<<<<

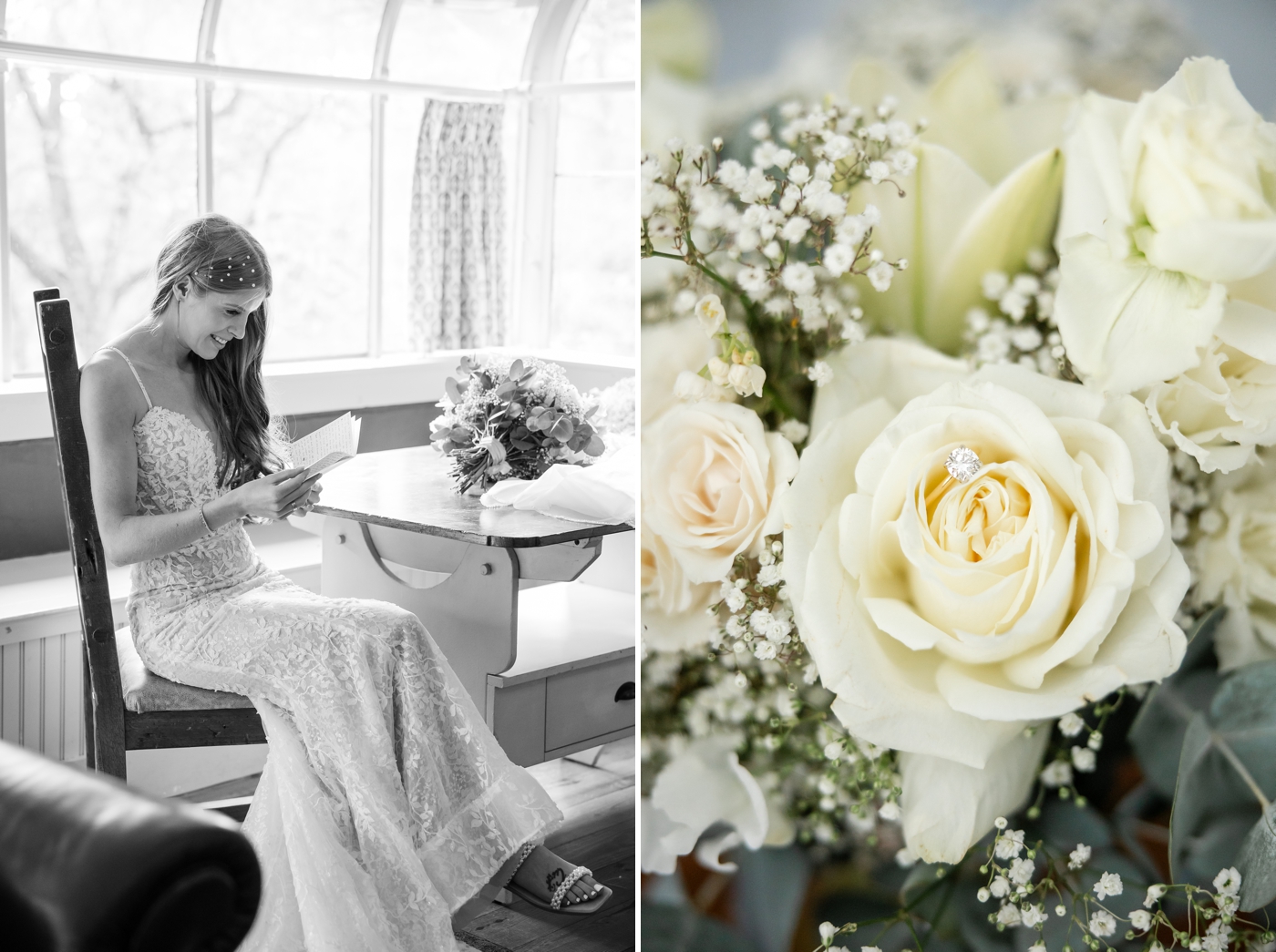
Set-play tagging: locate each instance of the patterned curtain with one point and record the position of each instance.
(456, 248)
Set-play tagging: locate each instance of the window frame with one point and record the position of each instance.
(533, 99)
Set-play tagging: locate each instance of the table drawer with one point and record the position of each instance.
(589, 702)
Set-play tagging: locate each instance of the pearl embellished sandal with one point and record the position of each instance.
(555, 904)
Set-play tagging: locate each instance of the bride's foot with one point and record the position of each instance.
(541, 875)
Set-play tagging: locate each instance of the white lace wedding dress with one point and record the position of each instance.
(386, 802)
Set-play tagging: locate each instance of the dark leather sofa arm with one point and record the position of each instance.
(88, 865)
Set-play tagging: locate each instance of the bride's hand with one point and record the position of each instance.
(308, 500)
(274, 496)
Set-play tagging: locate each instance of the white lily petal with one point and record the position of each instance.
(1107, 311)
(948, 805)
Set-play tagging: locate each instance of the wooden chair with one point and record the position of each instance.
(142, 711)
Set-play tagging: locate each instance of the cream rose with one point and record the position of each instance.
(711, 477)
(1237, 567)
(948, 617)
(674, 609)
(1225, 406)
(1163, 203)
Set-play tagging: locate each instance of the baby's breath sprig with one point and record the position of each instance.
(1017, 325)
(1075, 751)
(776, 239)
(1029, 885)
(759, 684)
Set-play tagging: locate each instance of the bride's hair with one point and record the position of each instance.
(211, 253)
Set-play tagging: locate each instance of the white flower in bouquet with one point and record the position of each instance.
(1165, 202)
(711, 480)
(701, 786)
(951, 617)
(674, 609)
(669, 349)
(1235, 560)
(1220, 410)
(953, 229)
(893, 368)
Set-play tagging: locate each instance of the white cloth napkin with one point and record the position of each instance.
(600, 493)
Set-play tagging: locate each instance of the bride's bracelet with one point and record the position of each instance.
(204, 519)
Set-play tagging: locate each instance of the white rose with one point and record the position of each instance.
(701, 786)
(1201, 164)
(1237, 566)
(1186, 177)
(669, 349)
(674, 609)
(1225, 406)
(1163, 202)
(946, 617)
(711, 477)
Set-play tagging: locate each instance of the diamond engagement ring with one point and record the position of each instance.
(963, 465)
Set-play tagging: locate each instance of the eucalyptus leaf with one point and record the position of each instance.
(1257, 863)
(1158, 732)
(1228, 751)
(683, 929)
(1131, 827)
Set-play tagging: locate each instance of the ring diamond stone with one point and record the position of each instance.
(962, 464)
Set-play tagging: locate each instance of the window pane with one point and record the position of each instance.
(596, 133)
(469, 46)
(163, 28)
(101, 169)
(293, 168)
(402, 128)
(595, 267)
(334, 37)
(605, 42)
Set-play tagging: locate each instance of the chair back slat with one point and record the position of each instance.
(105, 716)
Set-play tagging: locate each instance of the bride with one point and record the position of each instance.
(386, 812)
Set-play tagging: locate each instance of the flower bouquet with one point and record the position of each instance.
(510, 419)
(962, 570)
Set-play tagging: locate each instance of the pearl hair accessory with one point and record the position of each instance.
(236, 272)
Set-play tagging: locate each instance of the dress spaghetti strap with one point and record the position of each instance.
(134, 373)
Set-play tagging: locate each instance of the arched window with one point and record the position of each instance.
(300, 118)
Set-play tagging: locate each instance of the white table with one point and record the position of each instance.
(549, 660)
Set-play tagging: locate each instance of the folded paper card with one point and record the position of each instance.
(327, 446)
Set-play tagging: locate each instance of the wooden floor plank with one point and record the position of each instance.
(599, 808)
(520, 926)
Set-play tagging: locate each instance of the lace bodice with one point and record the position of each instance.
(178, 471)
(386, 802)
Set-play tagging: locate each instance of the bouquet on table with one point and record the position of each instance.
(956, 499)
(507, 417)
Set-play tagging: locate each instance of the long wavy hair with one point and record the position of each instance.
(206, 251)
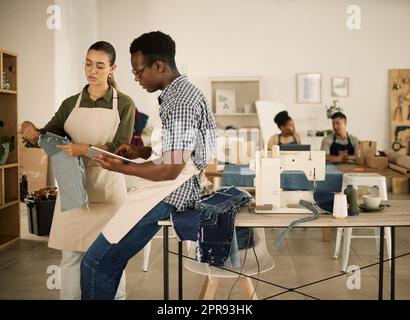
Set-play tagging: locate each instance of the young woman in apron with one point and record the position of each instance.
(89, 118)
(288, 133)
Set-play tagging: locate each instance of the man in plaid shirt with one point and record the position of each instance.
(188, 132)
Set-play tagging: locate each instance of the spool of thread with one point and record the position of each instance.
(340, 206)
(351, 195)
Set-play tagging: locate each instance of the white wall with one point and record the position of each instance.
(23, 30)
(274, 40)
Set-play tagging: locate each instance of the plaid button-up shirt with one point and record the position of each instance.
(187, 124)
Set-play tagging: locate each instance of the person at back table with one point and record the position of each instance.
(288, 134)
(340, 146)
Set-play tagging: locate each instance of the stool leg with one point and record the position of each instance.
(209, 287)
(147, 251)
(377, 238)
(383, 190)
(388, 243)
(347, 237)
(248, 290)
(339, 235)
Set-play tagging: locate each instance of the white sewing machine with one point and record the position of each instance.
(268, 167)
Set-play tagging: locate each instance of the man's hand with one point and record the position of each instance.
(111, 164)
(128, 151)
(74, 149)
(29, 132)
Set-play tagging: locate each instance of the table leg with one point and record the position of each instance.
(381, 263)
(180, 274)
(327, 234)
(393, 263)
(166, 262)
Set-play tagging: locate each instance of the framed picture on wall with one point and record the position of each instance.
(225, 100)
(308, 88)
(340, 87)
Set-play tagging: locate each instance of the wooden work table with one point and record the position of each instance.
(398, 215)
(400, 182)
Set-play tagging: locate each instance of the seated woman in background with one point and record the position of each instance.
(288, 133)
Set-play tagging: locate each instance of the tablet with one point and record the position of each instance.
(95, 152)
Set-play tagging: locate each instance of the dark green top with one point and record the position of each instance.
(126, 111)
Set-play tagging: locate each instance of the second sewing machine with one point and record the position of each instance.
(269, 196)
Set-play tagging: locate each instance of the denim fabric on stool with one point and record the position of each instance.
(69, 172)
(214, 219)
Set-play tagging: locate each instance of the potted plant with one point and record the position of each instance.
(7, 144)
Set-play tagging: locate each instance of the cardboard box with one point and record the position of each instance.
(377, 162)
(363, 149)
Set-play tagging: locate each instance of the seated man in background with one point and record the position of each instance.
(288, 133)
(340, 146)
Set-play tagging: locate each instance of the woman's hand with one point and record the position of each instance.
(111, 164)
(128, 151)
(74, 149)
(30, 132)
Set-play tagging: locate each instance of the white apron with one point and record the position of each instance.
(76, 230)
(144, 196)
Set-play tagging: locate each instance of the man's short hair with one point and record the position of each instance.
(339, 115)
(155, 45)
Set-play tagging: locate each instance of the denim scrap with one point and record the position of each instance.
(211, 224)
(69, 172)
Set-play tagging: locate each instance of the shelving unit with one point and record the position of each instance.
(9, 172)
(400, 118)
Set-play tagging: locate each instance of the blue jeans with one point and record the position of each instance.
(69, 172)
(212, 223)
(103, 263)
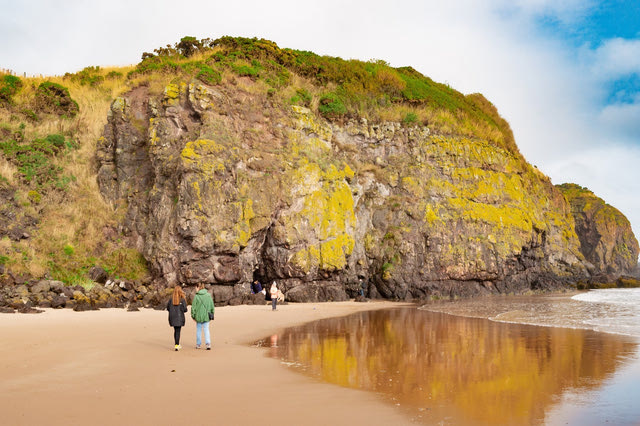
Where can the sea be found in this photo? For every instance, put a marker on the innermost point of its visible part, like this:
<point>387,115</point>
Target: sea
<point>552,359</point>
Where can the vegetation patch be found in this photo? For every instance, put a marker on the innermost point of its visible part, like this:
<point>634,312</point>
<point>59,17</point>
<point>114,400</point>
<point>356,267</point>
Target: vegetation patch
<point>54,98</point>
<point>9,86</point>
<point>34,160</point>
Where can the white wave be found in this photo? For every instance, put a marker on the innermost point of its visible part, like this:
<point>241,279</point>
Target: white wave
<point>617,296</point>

>>>>
<<<<

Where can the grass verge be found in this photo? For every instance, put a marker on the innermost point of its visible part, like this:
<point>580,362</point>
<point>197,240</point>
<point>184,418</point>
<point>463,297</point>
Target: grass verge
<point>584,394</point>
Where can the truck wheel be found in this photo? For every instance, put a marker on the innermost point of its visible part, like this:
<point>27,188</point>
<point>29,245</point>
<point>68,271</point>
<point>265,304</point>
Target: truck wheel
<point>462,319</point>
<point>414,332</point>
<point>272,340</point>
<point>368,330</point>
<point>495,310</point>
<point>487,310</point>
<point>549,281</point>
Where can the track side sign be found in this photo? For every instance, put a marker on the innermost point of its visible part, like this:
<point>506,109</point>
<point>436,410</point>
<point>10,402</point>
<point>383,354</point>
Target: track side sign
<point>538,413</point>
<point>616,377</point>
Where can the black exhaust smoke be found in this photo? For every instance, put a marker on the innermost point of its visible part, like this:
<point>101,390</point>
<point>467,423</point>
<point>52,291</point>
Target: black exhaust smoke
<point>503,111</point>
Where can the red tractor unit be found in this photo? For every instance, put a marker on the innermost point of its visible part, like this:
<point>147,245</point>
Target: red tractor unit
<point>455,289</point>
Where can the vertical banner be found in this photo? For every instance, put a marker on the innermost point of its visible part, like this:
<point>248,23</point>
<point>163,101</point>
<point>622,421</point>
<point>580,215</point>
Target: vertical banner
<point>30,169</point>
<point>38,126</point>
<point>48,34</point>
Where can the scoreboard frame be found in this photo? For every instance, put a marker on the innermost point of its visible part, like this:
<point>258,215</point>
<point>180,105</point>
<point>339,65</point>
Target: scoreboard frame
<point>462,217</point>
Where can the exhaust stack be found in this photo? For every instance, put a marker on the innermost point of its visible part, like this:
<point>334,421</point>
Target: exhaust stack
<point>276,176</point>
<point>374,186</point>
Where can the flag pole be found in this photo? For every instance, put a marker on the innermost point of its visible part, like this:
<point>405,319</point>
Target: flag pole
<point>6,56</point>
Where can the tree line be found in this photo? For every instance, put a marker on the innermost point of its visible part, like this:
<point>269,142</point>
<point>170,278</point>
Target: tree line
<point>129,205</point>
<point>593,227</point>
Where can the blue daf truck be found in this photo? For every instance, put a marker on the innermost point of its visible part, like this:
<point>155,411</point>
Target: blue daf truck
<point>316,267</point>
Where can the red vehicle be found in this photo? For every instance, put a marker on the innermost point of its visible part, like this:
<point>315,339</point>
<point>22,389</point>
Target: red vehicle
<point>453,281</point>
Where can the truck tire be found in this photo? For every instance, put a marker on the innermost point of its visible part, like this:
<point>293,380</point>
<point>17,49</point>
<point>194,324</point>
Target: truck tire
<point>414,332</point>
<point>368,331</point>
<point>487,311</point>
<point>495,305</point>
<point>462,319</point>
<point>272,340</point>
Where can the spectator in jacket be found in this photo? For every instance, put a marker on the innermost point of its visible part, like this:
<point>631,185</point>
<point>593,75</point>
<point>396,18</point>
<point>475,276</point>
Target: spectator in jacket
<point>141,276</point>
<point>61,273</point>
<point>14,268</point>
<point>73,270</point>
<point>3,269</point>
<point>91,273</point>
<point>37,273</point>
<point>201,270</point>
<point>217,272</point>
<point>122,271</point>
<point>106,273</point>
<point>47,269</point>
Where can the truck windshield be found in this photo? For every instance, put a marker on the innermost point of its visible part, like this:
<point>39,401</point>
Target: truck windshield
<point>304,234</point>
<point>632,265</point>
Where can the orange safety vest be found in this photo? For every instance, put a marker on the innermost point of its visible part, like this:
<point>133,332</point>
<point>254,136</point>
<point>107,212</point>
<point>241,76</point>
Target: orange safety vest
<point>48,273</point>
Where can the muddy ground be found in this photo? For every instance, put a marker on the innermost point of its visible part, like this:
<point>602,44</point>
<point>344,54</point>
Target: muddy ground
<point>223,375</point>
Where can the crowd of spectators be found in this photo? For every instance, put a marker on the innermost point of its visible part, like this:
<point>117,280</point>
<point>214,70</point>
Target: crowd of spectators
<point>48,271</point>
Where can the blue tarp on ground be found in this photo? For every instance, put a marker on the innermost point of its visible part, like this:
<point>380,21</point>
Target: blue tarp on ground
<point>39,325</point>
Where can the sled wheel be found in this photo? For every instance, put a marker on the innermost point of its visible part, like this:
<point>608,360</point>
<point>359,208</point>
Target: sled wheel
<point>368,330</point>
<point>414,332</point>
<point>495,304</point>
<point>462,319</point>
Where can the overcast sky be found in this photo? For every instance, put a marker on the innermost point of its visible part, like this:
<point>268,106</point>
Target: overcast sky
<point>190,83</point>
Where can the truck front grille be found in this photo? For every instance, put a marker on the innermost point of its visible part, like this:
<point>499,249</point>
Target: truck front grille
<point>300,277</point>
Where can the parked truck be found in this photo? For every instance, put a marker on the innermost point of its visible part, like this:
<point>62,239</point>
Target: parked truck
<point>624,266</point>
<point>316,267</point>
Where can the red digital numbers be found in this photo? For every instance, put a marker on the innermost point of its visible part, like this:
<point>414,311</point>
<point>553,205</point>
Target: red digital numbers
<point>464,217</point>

>>>>

## Requirement
Everything starting at the line containing "<point>52,291</point>" and ending at the line containing "Where can the exhaust" in the records above should be repeated exactly, and only that.

## Written answer
<point>52,291</point>
Target: black exhaust smoke
<point>503,111</point>
Where can the red tractor unit be found in this photo? For every instance, put a marker on the innermost point of its visible part, like this:
<point>147,245</point>
Target: red tractor unit
<point>455,289</point>
Where can the vertical banner be found in this photo? For every instance, put a marker on the innermost point of its visible part, like this:
<point>248,23</point>
<point>163,101</point>
<point>622,421</point>
<point>580,215</point>
Target: vertical banner
<point>30,169</point>
<point>38,126</point>
<point>48,34</point>
Where can the scoreboard frame be found in this photo? For every instance, put a marker on the innermost point of its visible part, like this:
<point>258,215</point>
<point>180,105</point>
<point>339,65</point>
Target: scoreboard frame
<point>462,217</point>
Where can the exhaust stack be found in this photo? For every instance, put a marker on the innermost point of its visible part, like this:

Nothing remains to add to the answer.